INSTRUÇÕES DE TRABALHO
Devolva todas as linhas que contêm a palavra "white", diferenciando maiúsculas de minúsculas.

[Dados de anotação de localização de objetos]
□ □ □ □ □
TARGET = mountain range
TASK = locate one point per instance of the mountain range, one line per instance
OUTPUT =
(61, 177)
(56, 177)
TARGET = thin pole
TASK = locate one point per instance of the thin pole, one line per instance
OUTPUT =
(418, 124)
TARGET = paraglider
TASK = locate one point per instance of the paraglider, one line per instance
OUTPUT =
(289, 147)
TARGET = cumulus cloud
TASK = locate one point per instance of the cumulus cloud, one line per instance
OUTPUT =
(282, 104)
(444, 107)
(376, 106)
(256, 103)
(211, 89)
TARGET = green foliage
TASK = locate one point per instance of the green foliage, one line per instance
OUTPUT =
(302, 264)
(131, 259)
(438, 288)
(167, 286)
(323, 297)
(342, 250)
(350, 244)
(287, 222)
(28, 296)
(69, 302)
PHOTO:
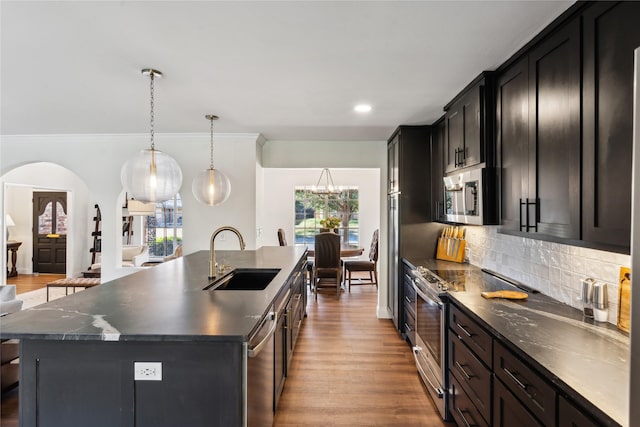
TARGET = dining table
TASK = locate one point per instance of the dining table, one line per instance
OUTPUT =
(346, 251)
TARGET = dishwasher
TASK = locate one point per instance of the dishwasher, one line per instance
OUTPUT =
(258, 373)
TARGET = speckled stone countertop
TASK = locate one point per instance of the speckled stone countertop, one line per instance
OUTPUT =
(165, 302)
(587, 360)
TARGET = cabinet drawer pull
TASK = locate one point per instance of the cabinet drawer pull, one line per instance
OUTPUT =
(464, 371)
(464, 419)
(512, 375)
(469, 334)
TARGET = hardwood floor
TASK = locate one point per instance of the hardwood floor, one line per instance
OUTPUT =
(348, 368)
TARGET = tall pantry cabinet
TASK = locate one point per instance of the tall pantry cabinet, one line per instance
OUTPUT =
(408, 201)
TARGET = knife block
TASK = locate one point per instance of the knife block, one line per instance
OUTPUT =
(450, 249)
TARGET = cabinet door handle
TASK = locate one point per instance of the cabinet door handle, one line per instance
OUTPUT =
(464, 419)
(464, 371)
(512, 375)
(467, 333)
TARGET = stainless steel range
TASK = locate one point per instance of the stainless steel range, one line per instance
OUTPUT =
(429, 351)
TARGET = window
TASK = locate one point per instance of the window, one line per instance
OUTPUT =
□ □ □ □ □
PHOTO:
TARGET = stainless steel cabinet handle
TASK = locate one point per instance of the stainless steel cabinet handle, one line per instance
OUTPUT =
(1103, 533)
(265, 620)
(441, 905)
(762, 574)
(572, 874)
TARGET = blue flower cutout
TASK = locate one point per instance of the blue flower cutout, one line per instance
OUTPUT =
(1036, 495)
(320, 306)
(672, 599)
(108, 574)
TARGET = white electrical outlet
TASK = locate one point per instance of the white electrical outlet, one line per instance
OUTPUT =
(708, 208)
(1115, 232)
□ □ □ □ □
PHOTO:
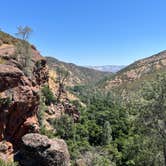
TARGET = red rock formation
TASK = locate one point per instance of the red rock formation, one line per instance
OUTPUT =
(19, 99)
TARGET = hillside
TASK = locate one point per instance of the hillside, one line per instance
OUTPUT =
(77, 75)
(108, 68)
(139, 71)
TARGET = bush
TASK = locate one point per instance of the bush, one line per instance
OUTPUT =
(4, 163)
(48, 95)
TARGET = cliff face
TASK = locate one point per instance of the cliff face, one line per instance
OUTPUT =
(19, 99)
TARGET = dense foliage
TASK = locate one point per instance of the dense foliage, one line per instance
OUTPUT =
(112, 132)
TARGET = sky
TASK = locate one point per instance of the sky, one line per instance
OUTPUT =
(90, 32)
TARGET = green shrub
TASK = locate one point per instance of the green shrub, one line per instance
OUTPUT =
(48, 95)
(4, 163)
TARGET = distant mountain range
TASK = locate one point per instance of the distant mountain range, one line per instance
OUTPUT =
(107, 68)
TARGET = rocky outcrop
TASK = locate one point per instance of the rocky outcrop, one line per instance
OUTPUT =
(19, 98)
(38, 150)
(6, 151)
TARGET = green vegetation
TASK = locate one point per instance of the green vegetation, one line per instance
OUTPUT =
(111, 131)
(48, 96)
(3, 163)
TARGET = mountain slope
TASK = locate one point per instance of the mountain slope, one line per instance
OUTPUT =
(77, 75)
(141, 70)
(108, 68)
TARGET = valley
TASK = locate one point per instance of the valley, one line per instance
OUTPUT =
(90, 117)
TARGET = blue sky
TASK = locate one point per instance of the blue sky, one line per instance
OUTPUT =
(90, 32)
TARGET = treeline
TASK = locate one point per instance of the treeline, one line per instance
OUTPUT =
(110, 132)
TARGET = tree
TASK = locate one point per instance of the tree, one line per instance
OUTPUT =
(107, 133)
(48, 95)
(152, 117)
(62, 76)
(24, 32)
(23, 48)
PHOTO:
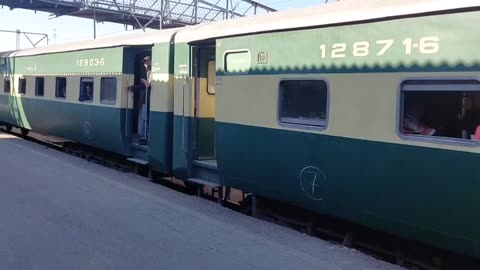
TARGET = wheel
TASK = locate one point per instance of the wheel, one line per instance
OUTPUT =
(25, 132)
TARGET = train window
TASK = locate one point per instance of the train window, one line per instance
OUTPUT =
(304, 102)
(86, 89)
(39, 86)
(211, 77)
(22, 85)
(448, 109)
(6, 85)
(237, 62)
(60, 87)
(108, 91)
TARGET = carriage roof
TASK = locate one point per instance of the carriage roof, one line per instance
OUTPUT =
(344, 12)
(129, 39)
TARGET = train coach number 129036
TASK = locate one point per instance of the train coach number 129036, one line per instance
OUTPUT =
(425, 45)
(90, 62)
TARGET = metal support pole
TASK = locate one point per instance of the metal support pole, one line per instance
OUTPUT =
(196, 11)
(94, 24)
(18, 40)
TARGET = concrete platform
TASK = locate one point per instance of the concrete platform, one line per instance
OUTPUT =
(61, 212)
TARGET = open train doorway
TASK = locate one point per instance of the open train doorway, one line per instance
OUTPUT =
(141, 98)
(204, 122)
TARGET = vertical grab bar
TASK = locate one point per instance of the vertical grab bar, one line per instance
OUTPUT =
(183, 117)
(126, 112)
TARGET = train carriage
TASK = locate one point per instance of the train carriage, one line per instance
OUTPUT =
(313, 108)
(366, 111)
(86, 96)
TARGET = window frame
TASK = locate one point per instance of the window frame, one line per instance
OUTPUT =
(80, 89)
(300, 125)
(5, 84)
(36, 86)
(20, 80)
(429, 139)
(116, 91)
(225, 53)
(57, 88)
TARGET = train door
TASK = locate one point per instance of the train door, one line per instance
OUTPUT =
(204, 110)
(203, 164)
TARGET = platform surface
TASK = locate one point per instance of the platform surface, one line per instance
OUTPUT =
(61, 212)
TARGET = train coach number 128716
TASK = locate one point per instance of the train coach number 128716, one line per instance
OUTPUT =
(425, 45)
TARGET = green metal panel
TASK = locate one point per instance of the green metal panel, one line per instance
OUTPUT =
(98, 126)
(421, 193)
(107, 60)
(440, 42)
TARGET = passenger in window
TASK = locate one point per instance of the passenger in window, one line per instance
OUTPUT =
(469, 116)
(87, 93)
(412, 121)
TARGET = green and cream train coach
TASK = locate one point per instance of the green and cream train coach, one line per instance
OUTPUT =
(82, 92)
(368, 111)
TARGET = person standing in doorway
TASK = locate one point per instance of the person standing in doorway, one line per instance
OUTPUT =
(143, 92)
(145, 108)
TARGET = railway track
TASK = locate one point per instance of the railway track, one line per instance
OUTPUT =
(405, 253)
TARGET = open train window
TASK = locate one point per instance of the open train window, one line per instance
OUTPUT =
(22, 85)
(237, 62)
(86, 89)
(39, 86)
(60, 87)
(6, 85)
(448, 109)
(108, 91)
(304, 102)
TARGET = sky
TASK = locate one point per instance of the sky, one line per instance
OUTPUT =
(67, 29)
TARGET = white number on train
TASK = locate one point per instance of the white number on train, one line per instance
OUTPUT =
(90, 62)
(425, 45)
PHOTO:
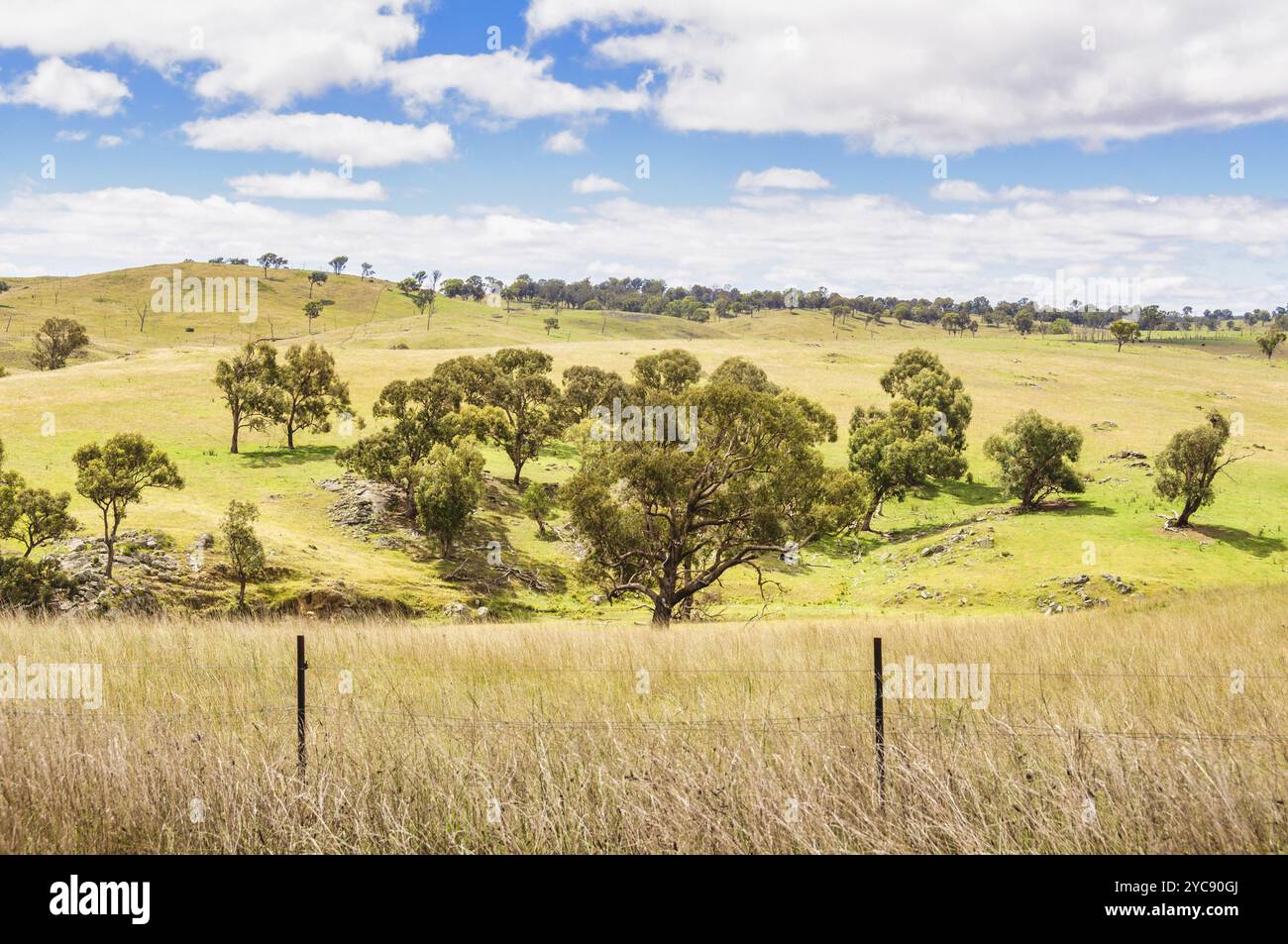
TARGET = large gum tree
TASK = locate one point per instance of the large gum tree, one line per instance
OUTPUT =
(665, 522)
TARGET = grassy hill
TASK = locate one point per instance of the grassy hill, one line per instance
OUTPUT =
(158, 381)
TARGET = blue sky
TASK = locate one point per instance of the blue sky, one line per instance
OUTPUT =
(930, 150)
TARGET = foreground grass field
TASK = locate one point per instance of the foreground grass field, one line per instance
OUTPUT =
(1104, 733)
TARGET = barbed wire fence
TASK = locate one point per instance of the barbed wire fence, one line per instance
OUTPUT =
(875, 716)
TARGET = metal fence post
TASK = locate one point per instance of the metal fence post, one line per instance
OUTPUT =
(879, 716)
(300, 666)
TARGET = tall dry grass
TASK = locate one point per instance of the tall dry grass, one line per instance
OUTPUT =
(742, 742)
□ □ □ □ □
RESPOSTA DO EXERCÍCIO
TARGET = white electrical outlet
TASK = locate one point per instance of the white electrical outlet, one line per instance
TARGET = white number on train
TASK = locate one point per instance of the white number on train, one line per instance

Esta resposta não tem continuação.